▸ PAGE TEXT:

****************

Rails ActiveRecord "maximum(:column)" ignores order

I am trying to retrieve the maximum value of a column using ActiveRecord, but after I order and limit the values.
My query is:
max_value = current_user.books.order('created_at DESC').limit(365).maximum(:price)
Yet the resulting query is:
(243.0ms) SELECT MAX(`books`.`price`) AS max_id FROM `books` WHERE `books`.`user_id` = 2 LIMIT 365
The order is ignored completely and as a result the maximum value comes from the first 365 records instead of the last 365 records.
There's a curious line in the active record code (active_record/relation/calculations.rb) which removes the ordering. I say curious because it refers specifically to postgres:
# Postgresql doesn't like ORDER BY when there are no GROUP BY
relation = reorder(nil)
You should be able to use pluck to achieve what you want. It can select a single attribute which can be a reference to an aggregate function:
q = current_user.books.order('created_at DESC').limit(365)

****************

▸ SOURCE DATA:
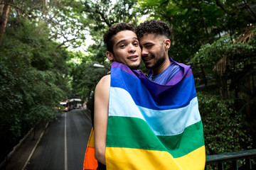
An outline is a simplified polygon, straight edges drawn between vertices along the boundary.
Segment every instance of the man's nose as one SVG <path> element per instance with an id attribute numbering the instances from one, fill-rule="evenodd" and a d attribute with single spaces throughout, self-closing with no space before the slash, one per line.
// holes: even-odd
<path id="1" fill-rule="evenodd" d="M 136 47 L 133 45 L 130 45 L 129 47 L 129 52 L 136 52 Z"/>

****************

▸ TO BE DONE:
Print the part of the ActiveRecord maximum text that begins at the words "There's a curious" and ends after "q = current_user.books.order('created_at DESC').limit(365)". You won't need the lines to do this.

▸ RESPONSE BELOW:
There's a curious line in the active record code (active_record/relation/calculations.rb) which removes the ordering. I say curious because it refers specifically to postgres:
# Postgresql doesn't like ORDER BY when there are no GROUP BY
relation = reorder(nil)
You should be able to use pluck to achieve what you want. It can select a single attribute which can be a reference to an aggregate function:
q = current_user.books.order('created_at DESC').limit(365)